# Data to examine:
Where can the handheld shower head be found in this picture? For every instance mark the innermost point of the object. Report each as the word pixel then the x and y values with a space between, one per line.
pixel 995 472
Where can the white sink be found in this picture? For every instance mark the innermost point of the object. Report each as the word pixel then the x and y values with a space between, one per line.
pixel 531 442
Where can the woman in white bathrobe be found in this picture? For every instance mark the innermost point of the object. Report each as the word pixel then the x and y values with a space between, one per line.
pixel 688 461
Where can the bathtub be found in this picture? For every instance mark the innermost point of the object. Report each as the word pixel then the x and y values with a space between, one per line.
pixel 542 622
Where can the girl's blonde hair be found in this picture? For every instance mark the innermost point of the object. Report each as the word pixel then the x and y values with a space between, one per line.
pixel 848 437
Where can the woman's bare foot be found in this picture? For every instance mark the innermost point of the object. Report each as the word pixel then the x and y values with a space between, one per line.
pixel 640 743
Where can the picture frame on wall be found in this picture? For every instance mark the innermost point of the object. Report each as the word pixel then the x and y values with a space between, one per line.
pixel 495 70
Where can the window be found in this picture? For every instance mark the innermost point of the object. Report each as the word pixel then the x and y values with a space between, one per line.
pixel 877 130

# Task instructions:
Please return all of the records exactly.

# Solution to this exercise:
Where can the handheld shower head be found in this picture? For every instance mark the innermost point of the object. Report each as the word pixel then the x and y values with a space between, one per line.
pixel 995 472
Where can the white sink be found in this picture? For every instance mark the innermost point of the object. Report each as the word pixel then the x and y values with a space between, one per line.
pixel 531 442
Where can the woman in white bathrobe be found in this picture? For every instance mark the innermost point of the object. Report each as the word pixel then the x and y values with a space between, one per line.
pixel 688 461
Where can the bathtub be found in this picture? For every instance mark the innermost point of the object. Report each as the word pixel then the x and y values with a space between, one per line.
pixel 542 622
Where can the girl's blonde hair be found in this picture? For every instance mark the innermost point of the object. Report each as the word pixel then the x and y values with a space between, one per line.
pixel 848 437
Where can the woman's bare foot be found in this picture? For every instance mark the innermost point of the object. Report each as the word pixel then the x and y values with a space between, one per line.
pixel 640 743
Where can the picture frame on wall be found in this picture? For every instance mark the innermost point of the object. Report each as the word pixel then the x and y values with a space between, one per line.
pixel 495 70
Where can the window be found in this picture? For every instance mark the innermost point of the object. Report each as the word pixel then the x and y values with a space between, one per line.
pixel 877 130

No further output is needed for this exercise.